<<<<

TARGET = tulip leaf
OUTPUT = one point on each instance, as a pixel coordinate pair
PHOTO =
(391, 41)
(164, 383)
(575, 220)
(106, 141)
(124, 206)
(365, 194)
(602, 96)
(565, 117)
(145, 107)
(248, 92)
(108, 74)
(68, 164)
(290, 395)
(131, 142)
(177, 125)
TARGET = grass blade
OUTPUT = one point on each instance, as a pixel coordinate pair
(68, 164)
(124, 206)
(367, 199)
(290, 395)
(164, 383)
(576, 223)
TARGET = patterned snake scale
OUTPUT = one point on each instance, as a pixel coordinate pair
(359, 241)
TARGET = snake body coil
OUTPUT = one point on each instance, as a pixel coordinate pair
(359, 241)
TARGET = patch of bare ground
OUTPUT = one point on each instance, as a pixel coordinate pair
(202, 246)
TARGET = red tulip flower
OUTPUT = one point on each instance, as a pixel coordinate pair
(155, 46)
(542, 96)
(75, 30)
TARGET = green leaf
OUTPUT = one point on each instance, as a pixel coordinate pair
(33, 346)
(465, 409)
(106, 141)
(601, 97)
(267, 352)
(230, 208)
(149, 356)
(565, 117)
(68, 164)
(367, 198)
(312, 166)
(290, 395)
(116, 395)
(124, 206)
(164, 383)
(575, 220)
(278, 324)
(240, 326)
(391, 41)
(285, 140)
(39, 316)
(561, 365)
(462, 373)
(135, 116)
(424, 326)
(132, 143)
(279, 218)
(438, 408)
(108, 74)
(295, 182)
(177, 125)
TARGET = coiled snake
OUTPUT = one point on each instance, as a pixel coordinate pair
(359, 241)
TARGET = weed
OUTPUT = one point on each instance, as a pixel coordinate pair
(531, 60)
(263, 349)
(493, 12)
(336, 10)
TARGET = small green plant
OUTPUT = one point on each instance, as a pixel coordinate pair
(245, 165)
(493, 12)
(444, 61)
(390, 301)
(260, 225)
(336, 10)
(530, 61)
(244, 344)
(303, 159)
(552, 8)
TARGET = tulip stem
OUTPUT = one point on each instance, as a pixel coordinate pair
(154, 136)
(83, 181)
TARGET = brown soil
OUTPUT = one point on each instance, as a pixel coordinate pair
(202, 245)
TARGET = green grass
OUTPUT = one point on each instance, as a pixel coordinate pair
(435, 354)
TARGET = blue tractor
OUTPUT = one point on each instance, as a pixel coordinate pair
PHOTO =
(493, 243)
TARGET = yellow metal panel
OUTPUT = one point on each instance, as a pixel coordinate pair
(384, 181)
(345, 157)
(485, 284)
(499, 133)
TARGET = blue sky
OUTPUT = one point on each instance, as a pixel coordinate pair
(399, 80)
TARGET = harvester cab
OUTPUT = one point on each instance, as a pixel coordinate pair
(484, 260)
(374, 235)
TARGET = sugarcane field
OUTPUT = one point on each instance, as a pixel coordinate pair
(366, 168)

>>>>

■ **What you are asked to do**:
Return the whole listing exactly.

■ **Solved problem**:
TARGET = tulip leaf
OUTPUT = one point on each instance, as a pixel coordinate pair
PHOTO =
(391, 41)
(164, 383)
(575, 220)
(106, 141)
(124, 206)
(365, 194)
(602, 96)
(565, 117)
(145, 107)
(248, 92)
(108, 74)
(68, 164)
(290, 395)
(131, 142)
(177, 125)
TARGET = grass blade
OUTPUT = one point on each instance, as a pixel coordinate pair
(68, 164)
(124, 206)
(367, 199)
(290, 395)
(164, 383)
(576, 223)
TARGET = patterned snake scale
OUTPUT = one point on each instance, as a pixel coordinate pair
(359, 241)
TARGET = snake body coil
OUTPUT = one point on each instance, as a pixel coordinate pair
(359, 241)
TARGET = patch of bare ground
OUTPUT = one point on each instance, as a pixel coordinate pair
(202, 246)
TARGET = red tulip flower
OUTPUT = one point on each instance, as a pixel coordinate pair
(155, 46)
(542, 96)
(75, 30)
TARGET = green leaf
OUTPUT = one point on each instance, as a pixel coordinate pair
(33, 346)
(465, 409)
(106, 141)
(601, 97)
(267, 352)
(230, 208)
(149, 356)
(565, 117)
(68, 164)
(367, 198)
(312, 166)
(290, 395)
(116, 395)
(124, 206)
(164, 383)
(575, 220)
(278, 324)
(240, 326)
(391, 41)
(285, 140)
(39, 316)
(561, 365)
(462, 373)
(135, 116)
(424, 326)
(132, 143)
(279, 218)
(438, 408)
(108, 74)
(295, 182)
(177, 125)
TARGET = coiled snake
OUTPUT = one point on each instance, as a pixel coordinate pair
(359, 241)
TARGET = weed
OUTPUT = one point on each instance, as a pixel coordinate pair
(531, 60)
(263, 349)
(493, 12)
(336, 10)
TARGET = small green plant
OUTPUT = one point on each instance, as a pixel coordinate pair
(245, 165)
(493, 12)
(444, 61)
(390, 301)
(260, 225)
(336, 10)
(530, 61)
(244, 344)
(303, 159)
(552, 8)
TARGET = tulip stem
OUTPUT = one point on each instance, as a pixel coordinate pair
(154, 136)
(83, 181)
TARGET = brown soil
OUTPUT = one point on each instance, as a pixel coordinate pair
(202, 245)
TARGET = green grass
OUTPUT = one point on each instance, as a pixel coordinate pair
(435, 354)
TARGET = blue tractor
OUTPUT = one point on each instance, as a pixel coordinate pair
PHOTO =
(493, 243)
TARGET = yellow metal panel
OUTPUT = one point on each instance, as a pixel coordinate pair
(384, 181)
(345, 157)
(485, 284)
(499, 133)
TARGET = blue sky
OUTPUT = one point on each instance, as a pixel coordinate pair
(399, 80)
TARGET = harvester cab
OUTPUT = one point on each instance, as a pixel coordinate pair
(484, 260)
(374, 235)
TARGET = sugarcane field
OUTPUT = one point on each instance, as a pixel coordinate pair
(366, 168)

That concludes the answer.